TEXTE PRÉSENTÉ
>>>

Alors quels sont les leviers à mieux gérer son entreprise ?
Miser sur les biosimilaires
« Le sujet, ce n'est pas uniquement de la marge, c'est plutôt le sujet de la trésorerie », indique David Syr, qui explique, un brin taquin : « La pharmacie a un syndrome : elle est considérée comme une cave à vin. Vous gardez les produits en considérant que ça va prendre de la valeur, mais il n’y a aucun intérêt de les stocker. »
L’enjeu, c’est aussi améliorer la substitution. « Le générique représente un tiers de la marge officinale », selon Tiago Bartolomeu, directeur général d’EG Labo. Pour le biosimilaire, c’est 3 %, mais il est appelé à prendre plus de place quand le générique est sous pression : baisses de prix, baisse du plafond des remises… Il devrait passer à 29 % de la marge en 2026-2027, « avec une baisse de prix de 4 % qui nous incombe à tous, poursuit le DG d’EG Labo. Mais pour les biomédicaments, on va avoir une année 2026 intéressante car il y aura de nouveaux biosimilaires sur le marché, mais aussi parce que la substitution s’accélère. » EG Labo a déjà 6 biosimilaires sur le marché, mais « le générique restera un pilier », assure le Tiago Bartolomeu.
« Pour autant, la distribution n’a pas la même nature. 1 % des pharmacies dispensent 10 % du marché du Lucentis. Ce sont des marchés beaucoup, beaucoup plus concentrés que ce qu'on a sur le générique », constate David Syr.
Il reste aussi des taux de substitution à aller chercher, y compris pour les médicaments génériques dont le taux de pénétration est au-dessus de 85 %. Un enjeu « quasiment vital », pour le GERS Data.
Et si l’enjeu était l’inobservance ?
Dans les leviers de croissance, il y a le conseil, qui reste fragile (+ 2,7 % de chiffre d’affaires entre 2024 et 2025, essentiellement porté par l’inflation), mais aussi les missions. « Répondre à la demande, c’est bien. Mais structurer l’offre, c’est aller plus loin », souligne David Syr. Même si les pharmaciens n’ont pas forcément l’envie de réaliser toutes ces missions, de plus en plus nombreuses, « c'est une question de nécessité pour conserver son monopole », constate le directeur du GERS Data.

<<<

DONNÉES FOURNIES
>>>

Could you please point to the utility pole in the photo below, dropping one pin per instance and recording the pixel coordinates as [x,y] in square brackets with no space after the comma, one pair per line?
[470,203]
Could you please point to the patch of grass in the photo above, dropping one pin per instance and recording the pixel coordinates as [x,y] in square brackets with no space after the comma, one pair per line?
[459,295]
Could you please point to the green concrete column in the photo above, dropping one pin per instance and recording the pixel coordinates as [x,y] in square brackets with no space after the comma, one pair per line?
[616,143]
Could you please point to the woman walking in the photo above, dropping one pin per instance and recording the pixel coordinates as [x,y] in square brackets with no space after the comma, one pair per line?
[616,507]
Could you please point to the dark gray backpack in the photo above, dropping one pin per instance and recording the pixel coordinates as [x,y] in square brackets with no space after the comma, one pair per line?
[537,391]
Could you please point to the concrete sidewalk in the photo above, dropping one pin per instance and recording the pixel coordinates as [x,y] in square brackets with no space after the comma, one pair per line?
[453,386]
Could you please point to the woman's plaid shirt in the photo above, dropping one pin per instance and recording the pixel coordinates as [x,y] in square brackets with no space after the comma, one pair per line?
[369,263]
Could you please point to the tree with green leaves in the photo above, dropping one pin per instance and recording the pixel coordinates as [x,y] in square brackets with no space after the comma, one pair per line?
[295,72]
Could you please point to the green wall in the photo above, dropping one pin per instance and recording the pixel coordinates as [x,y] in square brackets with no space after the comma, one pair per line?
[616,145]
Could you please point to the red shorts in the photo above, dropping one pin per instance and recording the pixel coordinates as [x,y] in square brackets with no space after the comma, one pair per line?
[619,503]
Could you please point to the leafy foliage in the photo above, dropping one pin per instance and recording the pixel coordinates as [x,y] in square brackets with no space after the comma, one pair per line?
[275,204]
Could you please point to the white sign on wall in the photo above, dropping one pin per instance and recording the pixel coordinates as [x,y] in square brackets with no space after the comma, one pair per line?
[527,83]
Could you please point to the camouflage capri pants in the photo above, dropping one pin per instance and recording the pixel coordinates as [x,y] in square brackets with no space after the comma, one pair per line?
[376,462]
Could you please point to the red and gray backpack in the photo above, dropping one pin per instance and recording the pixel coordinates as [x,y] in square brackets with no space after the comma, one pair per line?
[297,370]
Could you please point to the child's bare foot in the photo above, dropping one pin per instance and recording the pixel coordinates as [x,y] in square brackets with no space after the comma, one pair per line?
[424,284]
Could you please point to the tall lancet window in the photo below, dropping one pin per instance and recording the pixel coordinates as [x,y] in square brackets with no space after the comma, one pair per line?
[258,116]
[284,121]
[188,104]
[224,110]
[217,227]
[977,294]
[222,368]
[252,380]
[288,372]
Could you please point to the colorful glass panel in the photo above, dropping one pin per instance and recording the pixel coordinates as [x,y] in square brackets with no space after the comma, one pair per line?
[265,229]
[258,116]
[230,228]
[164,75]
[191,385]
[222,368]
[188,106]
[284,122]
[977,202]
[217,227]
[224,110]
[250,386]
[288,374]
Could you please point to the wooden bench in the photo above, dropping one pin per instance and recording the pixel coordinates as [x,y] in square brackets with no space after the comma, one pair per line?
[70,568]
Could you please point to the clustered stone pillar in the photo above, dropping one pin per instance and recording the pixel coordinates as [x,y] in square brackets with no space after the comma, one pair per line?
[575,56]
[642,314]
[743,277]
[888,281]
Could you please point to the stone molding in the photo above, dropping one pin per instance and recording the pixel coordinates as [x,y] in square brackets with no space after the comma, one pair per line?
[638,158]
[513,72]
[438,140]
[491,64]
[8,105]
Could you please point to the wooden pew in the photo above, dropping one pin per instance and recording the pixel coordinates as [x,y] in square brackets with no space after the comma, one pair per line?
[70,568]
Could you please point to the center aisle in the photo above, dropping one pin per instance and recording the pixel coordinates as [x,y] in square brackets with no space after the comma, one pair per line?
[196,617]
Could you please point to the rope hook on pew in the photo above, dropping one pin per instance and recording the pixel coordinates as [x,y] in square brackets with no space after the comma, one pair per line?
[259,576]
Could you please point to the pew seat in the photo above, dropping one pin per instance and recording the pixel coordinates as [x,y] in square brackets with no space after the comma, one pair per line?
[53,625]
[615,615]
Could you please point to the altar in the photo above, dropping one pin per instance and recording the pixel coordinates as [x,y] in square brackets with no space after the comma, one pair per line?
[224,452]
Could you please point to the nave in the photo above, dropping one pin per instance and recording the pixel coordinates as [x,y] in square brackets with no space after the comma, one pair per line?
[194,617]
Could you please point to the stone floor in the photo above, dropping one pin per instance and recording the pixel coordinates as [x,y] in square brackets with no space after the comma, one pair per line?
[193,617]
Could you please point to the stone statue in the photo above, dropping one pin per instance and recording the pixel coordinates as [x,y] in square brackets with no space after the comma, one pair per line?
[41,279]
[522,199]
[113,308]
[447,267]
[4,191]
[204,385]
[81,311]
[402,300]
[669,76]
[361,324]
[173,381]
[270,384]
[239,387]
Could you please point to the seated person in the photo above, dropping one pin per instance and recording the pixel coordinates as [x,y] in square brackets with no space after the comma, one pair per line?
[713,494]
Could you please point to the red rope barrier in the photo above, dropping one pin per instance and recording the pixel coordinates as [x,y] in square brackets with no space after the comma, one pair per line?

<<<

Poursuivez le texte sur la gestion des pharmacies à la suite de sa dernière phrase. Ces données n'ont aucun lien avec le texte.

Autre élément intéressant : « Trois quarts des flux en officines sont portés par des pathologies aiguës, mais les deux tiers du chiffre d'affaires du réseau officinal sont portés par le chronique », souligne David Syr. Le but est de mieux prendre en charge le patient atteint de pathologie chronique. L’inobservance pourrait donc être un levier de croissance important : par exemple, sur la totalité des Français qui ont une pathologie respiratoire, 31 % des Parisiens arrêtent le traitement au bout de 12 mois, 38 % des patients du Sud-Est et 22 % des patients de Normandie. « Combien de patients asthmatiques considèrent qu’ils ne sont plus asthmatiques parce qu'ils n’ont plus eu de crises et donc arrêtent le traitement ?, considère le président du GERS Data. Il y a là, effectivement, une cascade de coûts pour la collectivité. Parce qu'il y a adhésion au traitement, il y aura une économie pour la Sécurité sociale. L'enjeu, c'est comment le réseau officinal peut-il être encore plus fort sur ce levier. » Sans compter les résultats sur les autres pathologies chroniques.
Le poids des ruptures
La gestion des pénuries est aussi un enjeu important pour l’économie de l’officine. En 2024, le nombre de ruptures était stable, mais en 2025, « ça ne tient absolument plus », constate David Syr. En 2026, la tendance ne devrait pas s’inverser. « Je n'ai pas entendu de signaux encourageants et toutes les discussions du projet de loi de financement de la Sécurité sociale (PLFSS) ne permettent pas de rassurer sur le fait qu'on aura des médicaments », indique le président du GERS Data.